Bounding box annotation entries:
###

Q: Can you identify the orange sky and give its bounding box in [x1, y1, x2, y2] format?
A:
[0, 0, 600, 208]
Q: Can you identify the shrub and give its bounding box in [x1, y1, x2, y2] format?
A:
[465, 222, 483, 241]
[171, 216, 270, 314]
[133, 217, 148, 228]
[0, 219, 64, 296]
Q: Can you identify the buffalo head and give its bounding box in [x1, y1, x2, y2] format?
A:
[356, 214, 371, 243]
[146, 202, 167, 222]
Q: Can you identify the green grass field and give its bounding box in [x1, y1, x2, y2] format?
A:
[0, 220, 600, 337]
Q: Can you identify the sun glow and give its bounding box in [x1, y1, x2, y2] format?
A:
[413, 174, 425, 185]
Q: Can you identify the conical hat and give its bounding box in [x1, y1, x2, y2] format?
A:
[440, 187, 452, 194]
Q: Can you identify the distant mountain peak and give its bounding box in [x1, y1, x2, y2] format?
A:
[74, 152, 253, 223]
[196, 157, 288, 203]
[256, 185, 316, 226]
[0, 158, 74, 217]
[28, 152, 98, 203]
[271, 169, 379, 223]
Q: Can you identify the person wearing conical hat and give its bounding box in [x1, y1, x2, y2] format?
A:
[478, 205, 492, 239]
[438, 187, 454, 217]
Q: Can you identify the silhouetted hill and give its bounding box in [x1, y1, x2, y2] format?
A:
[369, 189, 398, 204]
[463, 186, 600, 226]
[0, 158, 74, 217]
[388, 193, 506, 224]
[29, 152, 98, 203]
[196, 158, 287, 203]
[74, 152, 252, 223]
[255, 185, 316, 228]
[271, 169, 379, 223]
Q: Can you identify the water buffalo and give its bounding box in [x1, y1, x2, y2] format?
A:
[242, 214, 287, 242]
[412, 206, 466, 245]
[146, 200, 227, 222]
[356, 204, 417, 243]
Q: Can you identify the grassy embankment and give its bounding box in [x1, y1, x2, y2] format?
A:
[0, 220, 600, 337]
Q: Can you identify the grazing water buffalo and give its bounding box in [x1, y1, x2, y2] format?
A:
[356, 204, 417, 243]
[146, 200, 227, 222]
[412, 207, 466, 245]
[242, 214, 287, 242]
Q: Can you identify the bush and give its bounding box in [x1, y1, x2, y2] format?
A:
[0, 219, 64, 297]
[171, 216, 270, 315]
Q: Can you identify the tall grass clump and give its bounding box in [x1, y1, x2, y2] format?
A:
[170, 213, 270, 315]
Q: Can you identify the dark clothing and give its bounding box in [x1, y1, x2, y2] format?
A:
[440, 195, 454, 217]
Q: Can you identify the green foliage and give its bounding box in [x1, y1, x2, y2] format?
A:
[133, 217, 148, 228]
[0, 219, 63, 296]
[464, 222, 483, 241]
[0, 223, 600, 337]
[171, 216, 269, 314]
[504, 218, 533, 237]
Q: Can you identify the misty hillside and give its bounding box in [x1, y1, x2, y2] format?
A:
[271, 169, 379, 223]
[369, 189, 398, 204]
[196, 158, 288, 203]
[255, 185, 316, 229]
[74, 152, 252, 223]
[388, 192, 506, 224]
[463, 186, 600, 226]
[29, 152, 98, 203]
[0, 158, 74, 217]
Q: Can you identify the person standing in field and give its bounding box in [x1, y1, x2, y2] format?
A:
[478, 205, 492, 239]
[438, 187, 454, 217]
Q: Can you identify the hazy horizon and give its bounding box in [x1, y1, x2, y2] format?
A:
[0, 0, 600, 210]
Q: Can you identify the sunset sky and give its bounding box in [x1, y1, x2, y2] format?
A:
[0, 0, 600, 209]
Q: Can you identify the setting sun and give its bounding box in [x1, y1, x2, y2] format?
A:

###

Exercise prompt: Update the lines from the one containing "Q: Can you identify the shrub" through the one containing "[440, 195, 454, 217]", inclusive, by replacing "conical hat" with "rice hat". Output only those lines, with everything else unchanged.

Finished answer:
Q: Can you identify the shrub and give its bounding box in [x1, y1, x2, y2] format?
A:
[465, 222, 483, 241]
[171, 216, 270, 314]
[133, 217, 148, 228]
[0, 219, 64, 296]
Q: Can you identify the buffalo head and give its bounding box in [x1, y1, x2, y2] format?
A:
[356, 214, 371, 243]
[146, 202, 167, 222]
Q: Can you identify the green grass field and give its bounding box in [x1, y1, x2, y2] format?
A:
[0, 220, 600, 337]
Q: Can you identify the sun glow and give its bounding box in [x1, y1, x2, y2] format?
A:
[413, 174, 425, 185]
Q: Can you identify the rice hat and give its bounding box in [x1, y1, x2, y2] format?
A:
[440, 187, 452, 194]
Q: Can you identify the distant mountain peak and give its bounding box in [x1, y1, x2, y2] format?
A:
[74, 152, 253, 223]
[196, 157, 288, 203]
[256, 185, 316, 226]
[0, 158, 74, 217]
[28, 152, 98, 203]
[271, 169, 379, 223]
Q: Can you identify the person wearing rice hat and give its bounding box in [x1, y1, x2, y2] format?
A:
[478, 205, 492, 239]
[438, 187, 454, 217]
Q: Can you identify the silhouetted hill and give its bounding box in [x1, y1, x2, y2] format?
A:
[369, 189, 398, 204]
[463, 186, 600, 226]
[0, 158, 74, 217]
[388, 193, 506, 224]
[29, 152, 98, 203]
[196, 158, 287, 203]
[74, 152, 252, 223]
[255, 185, 316, 228]
[271, 169, 379, 223]
Q: Can you identify the water buffalo and give its bounding box in [x1, y1, x2, y2] format?
A:
[242, 214, 287, 242]
[412, 206, 466, 245]
[146, 200, 227, 222]
[356, 204, 417, 243]
Q: Can you identify the grassy embankment and give its bounding box in [x1, y1, x2, y2] format?
A:
[0, 220, 600, 337]
Q: Can you identify the grazing water buffalo and give its bounding box in [x1, y1, x2, y2] format?
A:
[356, 204, 417, 243]
[146, 200, 227, 222]
[412, 207, 466, 245]
[242, 214, 287, 242]
Q: Can you identify the bush and give its bounding box in [x1, y1, x2, y2] format?
A:
[0, 219, 64, 297]
[171, 216, 270, 315]
Q: Can you identify the tall grass clump and give its bounding box in [x1, y1, x2, y2] format?
A:
[170, 213, 270, 315]
Q: Can you identify the dark clothing and give its bounding box in [x1, y1, x2, y2] format?
A:
[440, 195, 454, 217]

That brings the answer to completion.